### Document
Review by Finnforest
SPECIAL COLLABORATOR Honorary Collaborator
4 stars A late and unusual delicacy for those who like it weird

Persimfans is a very strange late entry of the classic RPI era, the album being released in 1978 when RPI was in decline. This one bucked the trend however and is not only very good but still highly imaginative and with an experimental edge. The band was a bunch of music students from Genova who named their group after a "conductorless" Russian orchestra of the 1920s, the Pervyi Simfonicheskii Ansambl. Persimfans takes that independent and unorthodox approach to music and delivers a most intriguing album that should thrill fans of Franco Battiato's 70s work and perhaps Opus Avantra. Augusto Croce writes that Persimfans "mixed together classical and avantgarde music with electronic and traditional instruments."

While I don't usually steal my own evaluation comments for my review, in this case I'm going to share them as I think my enthusiasm for the album comes through, and that's what I'd like to convey. With just minor edits these are the notes I blathered at my RPI teammates: "It's a gorgeous piece of work with all kinds of luscious atmospheres, sometimes like Goblin as Todd suggested with some Classical and avant garde components. Great keys, haunting female vocals here and there, with an emphasis on piano, mellotron, and acoustic guitars. While not like the big Italian groups it has serious RPI mood and feels very influenced by Battiato to me. It's an album that screams to be in my RPI collection personally while obviously not being textbook stuff. Check out those choirs coming in and out during "Space!" The guitars in "Grand Nero" and "Heat" have an ominous quality also typical of the darker RPI groups. For a bunch of students I can't believe the quality I'm hearing, the discipline, and the maturity. This album blows my mind." Those notes were from my initial impression and have not changed.

[Object location annotation data]
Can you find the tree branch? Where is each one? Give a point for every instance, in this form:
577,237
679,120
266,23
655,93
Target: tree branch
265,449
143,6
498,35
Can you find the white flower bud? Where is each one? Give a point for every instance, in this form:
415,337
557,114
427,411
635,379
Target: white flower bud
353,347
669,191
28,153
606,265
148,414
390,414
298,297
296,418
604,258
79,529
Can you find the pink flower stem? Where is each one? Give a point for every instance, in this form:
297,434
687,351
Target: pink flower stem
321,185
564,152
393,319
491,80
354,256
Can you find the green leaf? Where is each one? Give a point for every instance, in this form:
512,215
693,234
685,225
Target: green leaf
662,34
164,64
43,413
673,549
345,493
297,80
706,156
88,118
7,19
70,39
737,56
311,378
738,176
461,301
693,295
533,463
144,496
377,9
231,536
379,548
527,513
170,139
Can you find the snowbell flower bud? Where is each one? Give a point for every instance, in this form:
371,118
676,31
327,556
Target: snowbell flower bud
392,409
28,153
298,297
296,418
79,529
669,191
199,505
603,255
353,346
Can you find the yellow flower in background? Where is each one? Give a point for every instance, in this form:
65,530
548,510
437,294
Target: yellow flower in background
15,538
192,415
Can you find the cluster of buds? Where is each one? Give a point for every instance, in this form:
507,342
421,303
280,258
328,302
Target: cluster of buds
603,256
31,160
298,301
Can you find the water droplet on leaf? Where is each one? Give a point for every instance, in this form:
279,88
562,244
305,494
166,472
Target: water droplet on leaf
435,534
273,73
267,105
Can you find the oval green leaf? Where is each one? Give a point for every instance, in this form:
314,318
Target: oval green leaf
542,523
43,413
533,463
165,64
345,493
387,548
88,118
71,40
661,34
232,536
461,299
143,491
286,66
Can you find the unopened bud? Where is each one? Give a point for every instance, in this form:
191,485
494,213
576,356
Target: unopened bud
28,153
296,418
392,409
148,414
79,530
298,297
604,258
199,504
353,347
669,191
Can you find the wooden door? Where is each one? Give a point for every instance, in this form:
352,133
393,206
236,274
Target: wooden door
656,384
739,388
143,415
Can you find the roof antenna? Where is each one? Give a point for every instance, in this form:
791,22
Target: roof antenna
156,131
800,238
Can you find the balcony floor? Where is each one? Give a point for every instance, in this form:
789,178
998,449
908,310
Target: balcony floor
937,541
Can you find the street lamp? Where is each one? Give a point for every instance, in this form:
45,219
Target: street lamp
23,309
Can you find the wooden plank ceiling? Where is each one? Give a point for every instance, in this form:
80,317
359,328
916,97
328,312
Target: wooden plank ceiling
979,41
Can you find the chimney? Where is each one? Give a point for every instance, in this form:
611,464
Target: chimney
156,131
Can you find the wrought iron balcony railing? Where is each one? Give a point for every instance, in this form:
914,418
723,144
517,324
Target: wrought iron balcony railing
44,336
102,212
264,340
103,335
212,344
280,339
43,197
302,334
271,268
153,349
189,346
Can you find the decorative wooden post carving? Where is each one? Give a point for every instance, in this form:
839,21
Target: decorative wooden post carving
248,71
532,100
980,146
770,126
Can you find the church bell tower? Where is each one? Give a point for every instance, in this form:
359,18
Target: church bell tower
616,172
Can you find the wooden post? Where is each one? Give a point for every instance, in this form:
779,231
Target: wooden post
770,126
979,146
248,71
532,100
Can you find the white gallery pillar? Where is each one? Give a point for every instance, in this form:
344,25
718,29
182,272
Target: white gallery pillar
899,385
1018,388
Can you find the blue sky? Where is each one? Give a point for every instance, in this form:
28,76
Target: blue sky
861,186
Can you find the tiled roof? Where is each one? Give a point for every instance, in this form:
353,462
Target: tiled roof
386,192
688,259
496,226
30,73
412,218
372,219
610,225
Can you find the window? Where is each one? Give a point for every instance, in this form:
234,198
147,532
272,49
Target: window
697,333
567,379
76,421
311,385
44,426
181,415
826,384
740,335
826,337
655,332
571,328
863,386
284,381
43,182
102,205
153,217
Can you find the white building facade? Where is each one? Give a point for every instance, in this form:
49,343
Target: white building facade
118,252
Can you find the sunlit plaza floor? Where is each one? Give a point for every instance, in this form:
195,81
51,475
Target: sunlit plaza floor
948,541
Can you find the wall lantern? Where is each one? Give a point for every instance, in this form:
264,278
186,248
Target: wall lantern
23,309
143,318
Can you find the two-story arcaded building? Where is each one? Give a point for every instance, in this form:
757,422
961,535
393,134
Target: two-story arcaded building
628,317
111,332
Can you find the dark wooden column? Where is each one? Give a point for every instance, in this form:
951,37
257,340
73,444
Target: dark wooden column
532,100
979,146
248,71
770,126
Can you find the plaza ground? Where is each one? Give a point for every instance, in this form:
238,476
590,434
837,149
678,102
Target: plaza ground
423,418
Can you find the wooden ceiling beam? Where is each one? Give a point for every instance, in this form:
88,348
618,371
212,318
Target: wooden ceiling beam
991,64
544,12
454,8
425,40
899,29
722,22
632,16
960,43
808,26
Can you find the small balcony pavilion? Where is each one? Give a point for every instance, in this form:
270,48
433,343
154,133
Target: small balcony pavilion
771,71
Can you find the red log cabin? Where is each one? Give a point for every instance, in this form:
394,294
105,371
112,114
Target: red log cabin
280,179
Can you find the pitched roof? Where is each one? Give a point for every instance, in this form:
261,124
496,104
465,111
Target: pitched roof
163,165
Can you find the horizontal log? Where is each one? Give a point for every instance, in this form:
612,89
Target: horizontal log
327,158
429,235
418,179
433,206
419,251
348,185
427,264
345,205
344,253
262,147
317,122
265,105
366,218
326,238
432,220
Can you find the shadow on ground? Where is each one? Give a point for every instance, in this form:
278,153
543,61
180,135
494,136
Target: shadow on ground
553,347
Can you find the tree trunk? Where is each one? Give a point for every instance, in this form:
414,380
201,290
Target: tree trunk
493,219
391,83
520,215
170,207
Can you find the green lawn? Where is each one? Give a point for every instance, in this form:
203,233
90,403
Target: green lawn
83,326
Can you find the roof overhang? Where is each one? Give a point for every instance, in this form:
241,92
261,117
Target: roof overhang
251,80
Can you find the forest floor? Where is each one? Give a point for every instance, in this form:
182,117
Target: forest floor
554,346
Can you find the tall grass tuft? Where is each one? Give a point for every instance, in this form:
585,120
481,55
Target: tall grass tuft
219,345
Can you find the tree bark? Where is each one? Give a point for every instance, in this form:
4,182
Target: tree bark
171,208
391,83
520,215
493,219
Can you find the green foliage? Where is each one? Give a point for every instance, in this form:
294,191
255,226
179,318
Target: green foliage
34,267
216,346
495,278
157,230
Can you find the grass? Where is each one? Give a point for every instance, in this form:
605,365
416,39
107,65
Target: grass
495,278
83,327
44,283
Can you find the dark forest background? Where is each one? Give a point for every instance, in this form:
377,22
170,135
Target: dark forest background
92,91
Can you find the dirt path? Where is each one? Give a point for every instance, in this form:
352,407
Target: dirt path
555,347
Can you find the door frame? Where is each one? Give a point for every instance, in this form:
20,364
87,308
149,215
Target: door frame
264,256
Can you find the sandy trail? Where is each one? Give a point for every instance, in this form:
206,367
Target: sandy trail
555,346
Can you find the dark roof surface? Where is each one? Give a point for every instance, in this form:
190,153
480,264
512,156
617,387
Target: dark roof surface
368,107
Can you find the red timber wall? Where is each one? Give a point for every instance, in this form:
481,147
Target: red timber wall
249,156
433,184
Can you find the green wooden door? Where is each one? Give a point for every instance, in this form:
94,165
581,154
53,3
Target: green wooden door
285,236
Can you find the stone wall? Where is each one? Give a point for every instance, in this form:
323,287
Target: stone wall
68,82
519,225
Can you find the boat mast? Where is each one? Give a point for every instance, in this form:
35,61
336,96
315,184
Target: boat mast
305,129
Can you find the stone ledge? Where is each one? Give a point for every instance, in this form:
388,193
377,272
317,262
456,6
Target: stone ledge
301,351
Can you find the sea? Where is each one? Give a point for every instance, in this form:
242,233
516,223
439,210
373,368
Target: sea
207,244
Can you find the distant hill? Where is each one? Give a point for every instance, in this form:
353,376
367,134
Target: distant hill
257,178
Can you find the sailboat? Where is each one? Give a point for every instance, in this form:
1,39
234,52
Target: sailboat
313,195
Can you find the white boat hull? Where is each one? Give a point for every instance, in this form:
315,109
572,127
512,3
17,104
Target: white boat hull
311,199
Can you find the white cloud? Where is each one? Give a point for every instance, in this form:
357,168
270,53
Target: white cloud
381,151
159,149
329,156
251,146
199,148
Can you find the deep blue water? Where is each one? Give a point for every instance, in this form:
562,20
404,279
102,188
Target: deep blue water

### Task instructions
A – Answer from the Persimfans album review:
(i) In what year was the album released?
(ii) What city were the music students in the band from?
(iii) According to the reviewer's notes, which instruments does the album emphasize?
B – Resume the Persimfans album review, picking up after its final sentence.

### Task answers
A –
(i) 1978
(ii) Genova
(iii) Piano, mellotron, and acoustic guitars

B –
The pieces move along like a soundtrack almost, with one idea leading to the next mostly unrelated musical impression. The only common denominator is a mysterious, somewhat melancholic aura of great beauty that comes from the melodies. Sometimes I feel like I've heard these passages in another life or something. Spacious yet unsettling, you never know what is going to creep up on your next. Those alluring siren vocals? Some odd percussion stuff? A brief bit of fusion? Or one of the many strange acoustic guitar melodies countered with piano or electronics. Like the best RPI there is an element of danger, mischief, and not much convention. For what was likely a low budget one-shot group with no commercial potential, the recording and sound quality are really quite good. While I won't call this essential, in my estimation this recording is nearly a must for serious RPI fans and avant-garde music fans. Hunt it down, you won't regret it. The original LP had spoken word vocals over the music while the CD reissues drops them. I've only heard the latter, and even without those vocals is it great. The original LP would be interesting but also much more difficult to find.

I don't say this often, but this is one album I wish was twice as long. While admittedly not an album "for any prog collection" I still need to go four stars here because I loved it and I think it is excellent.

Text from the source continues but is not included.